> OBJECTIVE
Go through all of the data below and swap "Reviewer note" for "Annotator note" wherever it occurs. Leave every other character untouched.

> RECORD EXTRACTS
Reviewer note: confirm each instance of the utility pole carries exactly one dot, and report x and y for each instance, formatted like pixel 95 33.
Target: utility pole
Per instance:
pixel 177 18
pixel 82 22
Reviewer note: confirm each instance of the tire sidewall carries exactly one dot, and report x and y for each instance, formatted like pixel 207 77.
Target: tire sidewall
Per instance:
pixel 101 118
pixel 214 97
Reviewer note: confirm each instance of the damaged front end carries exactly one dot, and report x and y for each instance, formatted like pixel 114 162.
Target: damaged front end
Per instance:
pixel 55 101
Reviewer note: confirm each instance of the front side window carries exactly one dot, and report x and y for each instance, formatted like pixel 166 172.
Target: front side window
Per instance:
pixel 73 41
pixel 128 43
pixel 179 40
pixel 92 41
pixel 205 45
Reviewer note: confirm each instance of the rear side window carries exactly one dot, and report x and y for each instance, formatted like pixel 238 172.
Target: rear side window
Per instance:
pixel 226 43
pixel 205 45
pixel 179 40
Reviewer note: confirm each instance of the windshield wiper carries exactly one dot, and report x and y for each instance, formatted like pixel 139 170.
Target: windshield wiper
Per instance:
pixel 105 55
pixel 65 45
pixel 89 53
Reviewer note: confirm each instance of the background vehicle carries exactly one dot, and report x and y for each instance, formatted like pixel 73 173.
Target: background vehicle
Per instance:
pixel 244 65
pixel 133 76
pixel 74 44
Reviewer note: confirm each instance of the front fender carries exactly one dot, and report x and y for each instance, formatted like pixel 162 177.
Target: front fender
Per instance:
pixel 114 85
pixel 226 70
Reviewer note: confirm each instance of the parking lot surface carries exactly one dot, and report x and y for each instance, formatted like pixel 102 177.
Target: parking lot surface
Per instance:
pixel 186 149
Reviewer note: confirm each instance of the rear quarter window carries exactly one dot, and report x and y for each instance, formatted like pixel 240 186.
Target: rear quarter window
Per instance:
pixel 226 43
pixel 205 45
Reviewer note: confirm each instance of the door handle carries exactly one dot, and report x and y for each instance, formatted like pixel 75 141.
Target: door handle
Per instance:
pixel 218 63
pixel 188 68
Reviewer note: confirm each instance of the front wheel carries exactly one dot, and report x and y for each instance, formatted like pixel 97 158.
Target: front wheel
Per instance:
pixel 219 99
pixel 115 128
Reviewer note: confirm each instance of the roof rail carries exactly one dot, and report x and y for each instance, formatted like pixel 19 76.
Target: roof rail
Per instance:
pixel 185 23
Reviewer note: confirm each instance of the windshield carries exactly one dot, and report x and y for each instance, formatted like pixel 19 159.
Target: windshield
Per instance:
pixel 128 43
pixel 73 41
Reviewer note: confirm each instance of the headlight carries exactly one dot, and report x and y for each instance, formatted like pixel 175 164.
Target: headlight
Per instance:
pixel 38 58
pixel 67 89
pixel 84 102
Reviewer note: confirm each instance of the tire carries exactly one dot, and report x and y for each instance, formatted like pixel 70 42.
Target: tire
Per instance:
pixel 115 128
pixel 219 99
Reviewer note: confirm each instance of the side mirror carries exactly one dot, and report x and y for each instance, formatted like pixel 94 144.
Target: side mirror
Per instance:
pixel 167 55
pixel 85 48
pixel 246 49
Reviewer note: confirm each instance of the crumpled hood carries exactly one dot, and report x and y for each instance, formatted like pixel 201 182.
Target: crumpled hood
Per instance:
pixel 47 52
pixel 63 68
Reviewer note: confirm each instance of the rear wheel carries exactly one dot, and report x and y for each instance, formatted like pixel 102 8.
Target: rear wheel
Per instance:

> WRITTEN REPLY
Annotator note: confirm each instance of the utility pole carries exactly one dot, and report x and y for each instance, formatted like pixel 95 33.
Target: utility pole
Per instance:
pixel 177 18
pixel 82 22
Annotator note: confirm each instance of the tire sidewall carries exactly one dot, and report x and y for each instance, formatted like pixel 207 77.
Target: tire sidewall
Per instance:
pixel 101 118
pixel 214 97
Annotator note: confirm each instance of the damaged front end carries exactly one dot, and report x and y for each instance, formatted like pixel 114 162.
Target: damaged front end
Per instance:
pixel 55 101
Annotator note: confirm each instance of the front side window carries exactly one dot, and report x and y for each instance, formatted like pixel 166 172.
Target: front side window
Per instance:
pixel 73 41
pixel 128 43
pixel 179 40
pixel 92 41
pixel 205 45
Annotator note: confirm each instance of the rear side window carries exactly one dot, and report x and y for each instance, formatted like pixel 238 172.
Target: rear side window
Per instance:
pixel 226 43
pixel 205 45
pixel 179 40
Annotator note: confirm each instance of the windshield wiper carries exactly one dot, and report x and y for each instance, formatted like pixel 139 170.
Target: windshield wiper
Per instance:
pixel 105 55
pixel 65 45
pixel 89 53
Annotator note: confirm each instance of the background vehicle carries exactly one dot, and report x and y for each instance, formatted like pixel 73 173.
Target: background vehicle
Per instance:
pixel 244 65
pixel 133 76
pixel 74 44
Annotator note: confirm each instance of the front fender carries exactly one dot, and report x and y for each instance, formatted like pixel 162 177.
Target: front fender
Per instance:
pixel 114 85
pixel 226 70
Annotator note: confirm each instance of the parking lot surface carries exactly one dot, and report x and y for each instance, formatted like pixel 102 177.
Target: parking lot surface
Per instance:
pixel 186 149
Annotator note: confirm each instance of the rear quarter window carries exactly one dot, and report x and y for each instance, formatted like pixel 240 186.
Target: rear quarter window
Per instance:
pixel 226 43
pixel 205 45
Annotator note: confirm each instance of the door handle carries exactly one dot, and report x and y for each instance, formatted like pixel 75 141.
Target: door handle
Per instance:
pixel 218 63
pixel 188 68
Annotator note: confirm each instance of the front wheel carries exactly one dot, and report x and y for each instance, formatted like pixel 97 158.
Target: front wheel
Per instance:
pixel 219 99
pixel 115 128
Annotator note: confirm each instance of the roof rail carries exactly one dot, and report x and y for each instance, formatted like pixel 19 76.
Target: roof rail
Per instance:
pixel 185 23
Annotator note: confirm each instance of the windshield carries exactly one dot, and report x and y for each instance, formatted like pixel 19 159.
Target: windshield
Per instance:
pixel 128 43
pixel 73 41
Annotator note: confirm each instance of the headlight carries exactly one dot, and report x and y for each instance, formatted like pixel 175 164.
Target: headlight
Per instance:
pixel 38 58
pixel 67 89
pixel 84 102
Annotator note: confirm each instance of the tire carries exactly one dot, and report x and y for each instance, formatted like pixel 70 42.
Target: tire
Per instance:
pixel 115 128
pixel 219 99
Annotator note: confirm each instance of the side mirror carries exactly one dot, and report x and y for each instance, formatted like pixel 94 144.
Target: side mirror
Per instance:
pixel 167 55
pixel 85 48
pixel 246 49
Annotator note: confirm each instance of the crumpled hood carries exactly one dot, and report x and y for each instance, formatted like pixel 201 182.
Target: crumpled hood
Per instance:
pixel 47 52
pixel 63 68
Annotator note: confirm each instance of the rear wheel carries exactly one dot, and report x and y for each instance, formatted like pixel 102 8.
Target: rear wheel
Per instance:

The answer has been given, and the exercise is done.